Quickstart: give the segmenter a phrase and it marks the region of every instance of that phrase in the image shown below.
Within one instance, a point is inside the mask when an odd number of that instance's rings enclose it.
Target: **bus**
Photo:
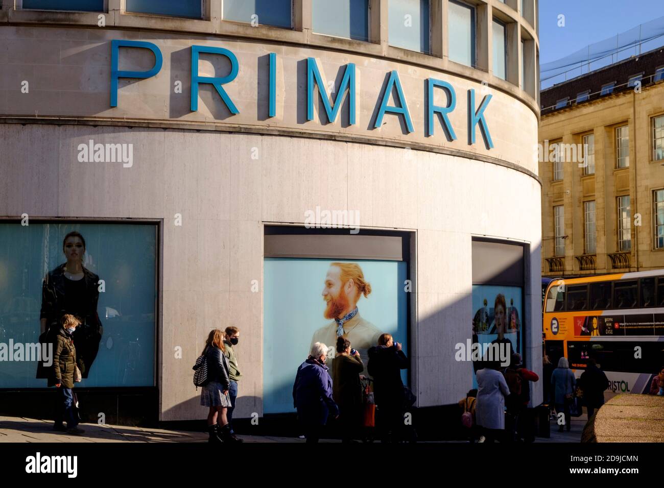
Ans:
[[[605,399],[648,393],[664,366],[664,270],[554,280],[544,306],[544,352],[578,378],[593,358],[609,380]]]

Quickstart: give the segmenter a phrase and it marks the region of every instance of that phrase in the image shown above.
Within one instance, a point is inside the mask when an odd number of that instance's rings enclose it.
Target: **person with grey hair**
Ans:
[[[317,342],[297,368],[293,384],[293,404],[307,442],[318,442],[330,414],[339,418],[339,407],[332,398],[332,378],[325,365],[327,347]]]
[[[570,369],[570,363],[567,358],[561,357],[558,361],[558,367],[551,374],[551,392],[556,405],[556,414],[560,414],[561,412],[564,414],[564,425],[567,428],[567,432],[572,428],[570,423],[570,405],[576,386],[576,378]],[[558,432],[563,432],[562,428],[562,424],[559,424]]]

──────────────────────────────

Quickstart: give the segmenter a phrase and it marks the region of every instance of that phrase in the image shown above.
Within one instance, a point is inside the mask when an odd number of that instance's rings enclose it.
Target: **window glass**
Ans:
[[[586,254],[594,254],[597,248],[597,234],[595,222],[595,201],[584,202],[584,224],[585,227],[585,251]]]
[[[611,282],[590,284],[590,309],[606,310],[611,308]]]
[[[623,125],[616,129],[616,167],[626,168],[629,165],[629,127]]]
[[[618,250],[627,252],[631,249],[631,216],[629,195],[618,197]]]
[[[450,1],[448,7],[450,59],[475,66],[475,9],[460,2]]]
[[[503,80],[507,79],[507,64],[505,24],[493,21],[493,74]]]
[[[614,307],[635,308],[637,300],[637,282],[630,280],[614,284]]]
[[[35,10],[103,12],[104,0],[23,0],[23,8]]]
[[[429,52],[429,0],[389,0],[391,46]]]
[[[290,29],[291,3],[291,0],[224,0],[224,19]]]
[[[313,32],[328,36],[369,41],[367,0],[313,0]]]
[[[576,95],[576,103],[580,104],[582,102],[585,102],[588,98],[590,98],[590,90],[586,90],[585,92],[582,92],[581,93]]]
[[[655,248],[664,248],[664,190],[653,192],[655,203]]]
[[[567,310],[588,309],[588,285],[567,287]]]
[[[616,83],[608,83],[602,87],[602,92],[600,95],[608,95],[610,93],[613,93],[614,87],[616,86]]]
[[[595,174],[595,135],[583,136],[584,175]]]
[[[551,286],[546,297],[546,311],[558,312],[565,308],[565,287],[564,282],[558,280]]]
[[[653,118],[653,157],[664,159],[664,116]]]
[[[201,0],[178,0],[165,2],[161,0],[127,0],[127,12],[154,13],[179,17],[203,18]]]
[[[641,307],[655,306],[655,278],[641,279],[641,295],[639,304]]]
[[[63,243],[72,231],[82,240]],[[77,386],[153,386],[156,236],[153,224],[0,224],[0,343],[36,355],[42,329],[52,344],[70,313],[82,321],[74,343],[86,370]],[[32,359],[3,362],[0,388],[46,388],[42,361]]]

──────────────────────────────

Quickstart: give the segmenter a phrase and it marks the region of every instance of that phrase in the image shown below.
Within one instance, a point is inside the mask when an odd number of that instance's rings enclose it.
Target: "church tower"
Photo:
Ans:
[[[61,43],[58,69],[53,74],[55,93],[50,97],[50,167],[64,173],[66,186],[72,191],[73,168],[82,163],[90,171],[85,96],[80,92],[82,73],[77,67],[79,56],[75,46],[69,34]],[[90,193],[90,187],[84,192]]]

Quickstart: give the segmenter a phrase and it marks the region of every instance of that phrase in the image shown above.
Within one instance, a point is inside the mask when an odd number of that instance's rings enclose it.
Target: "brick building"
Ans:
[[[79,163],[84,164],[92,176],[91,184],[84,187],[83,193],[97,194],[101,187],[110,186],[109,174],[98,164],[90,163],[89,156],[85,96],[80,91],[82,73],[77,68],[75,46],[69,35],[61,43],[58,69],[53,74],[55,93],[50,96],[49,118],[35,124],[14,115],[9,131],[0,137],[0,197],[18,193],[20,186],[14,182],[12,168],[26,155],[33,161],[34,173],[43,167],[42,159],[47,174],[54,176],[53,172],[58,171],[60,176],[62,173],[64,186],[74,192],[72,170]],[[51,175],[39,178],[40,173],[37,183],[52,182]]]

──────────────────────────────

DESCRIPTION OF THE TASK:
Extract every line in the items above that contains the string "Target".

SOLUTION:
Target: **bus**
Target: **person with grey hair**
Target: **window glass**
Target: "church tower"
Target: "brick building"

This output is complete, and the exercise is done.